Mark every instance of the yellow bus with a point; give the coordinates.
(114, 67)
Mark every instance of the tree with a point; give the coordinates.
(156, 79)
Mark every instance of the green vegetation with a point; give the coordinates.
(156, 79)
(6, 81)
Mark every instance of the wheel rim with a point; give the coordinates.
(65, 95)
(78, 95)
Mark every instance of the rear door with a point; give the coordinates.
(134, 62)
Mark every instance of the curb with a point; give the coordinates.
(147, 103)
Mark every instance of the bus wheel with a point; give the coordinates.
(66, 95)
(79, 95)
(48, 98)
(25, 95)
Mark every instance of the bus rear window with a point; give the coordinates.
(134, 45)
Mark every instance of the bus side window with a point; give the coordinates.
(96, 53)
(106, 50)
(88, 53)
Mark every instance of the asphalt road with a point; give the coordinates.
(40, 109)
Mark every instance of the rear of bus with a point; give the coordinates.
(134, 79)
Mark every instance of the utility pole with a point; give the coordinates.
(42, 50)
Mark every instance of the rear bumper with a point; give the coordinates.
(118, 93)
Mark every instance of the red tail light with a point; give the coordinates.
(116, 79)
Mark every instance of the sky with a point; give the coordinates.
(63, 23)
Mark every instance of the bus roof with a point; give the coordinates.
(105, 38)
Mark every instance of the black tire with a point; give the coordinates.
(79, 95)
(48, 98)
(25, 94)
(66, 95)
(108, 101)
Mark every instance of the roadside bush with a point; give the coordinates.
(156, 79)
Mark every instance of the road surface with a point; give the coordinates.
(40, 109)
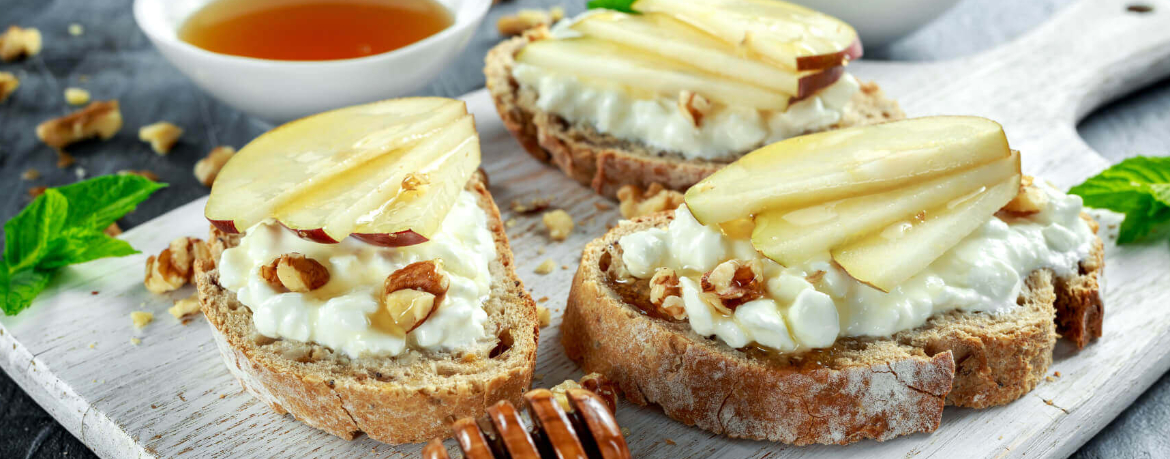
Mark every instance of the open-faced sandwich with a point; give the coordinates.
(842, 286)
(360, 278)
(672, 90)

------------

Print out the complete listing above exactly, dropping each image.

--- Exercise result ---
Mark every instance of the yellow bus with a point; give the coordinates.
(114, 67)
Mark every instance of the tree with a point; give the coordinates.
(156, 79)
Mark every instance of the green vegetation with a point; give the coordinates.
(156, 79)
(6, 81)
Mark every instance of the wheel rim with a point; give the coordinates.
(65, 95)
(78, 95)
Mark every instance of the rear door with a point; give the coordinates.
(134, 62)
Mark every instance of the curb with a point; give the coordinates.
(147, 103)
Mark every instance of the bus wheel with a point; give the coordinates.
(66, 95)
(79, 95)
(48, 98)
(25, 95)
Mark every instance of the bus rear window with a point; give the coordinates.
(134, 45)
Mark every instance of the bus side window with a point; give the coordinates.
(96, 53)
(106, 50)
(88, 53)
Mark every instance of the asphalt road with a point; give the coordinates.
(40, 109)
Mark every instance of the rear of bus with a point; give the coordinates.
(134, 79)
Mark every instance of the utility pole with a point; give the coordinates.
(42, 50)
Mark every instance of the rear bumper with a point; give the coordinates.
(118, 93)
Mark every instance of the red tail light with a point; give the coordinates.
(116, 79)
Mark every instance of the sky with a point; give the coordinates.
(63, 23)
Mark every instance of the bus roof with a point; give the coordinates.
(105, 38)
Mark every instance of the black tire with a point; give the coordinates.
(79, 95)
(48, 98)
(25, 94)
(66, 95)
(108, 101)
Mark every instance of the roadside bush with a point; give the coordinates.
(156, 79)
Mark every instance of the road surface with a point; give the coordinates.
(40, 109)
Mark every instance of the open-faced sandwich with a point; give the coordinates.
(842, 286)
(360, 278)
(672, 90)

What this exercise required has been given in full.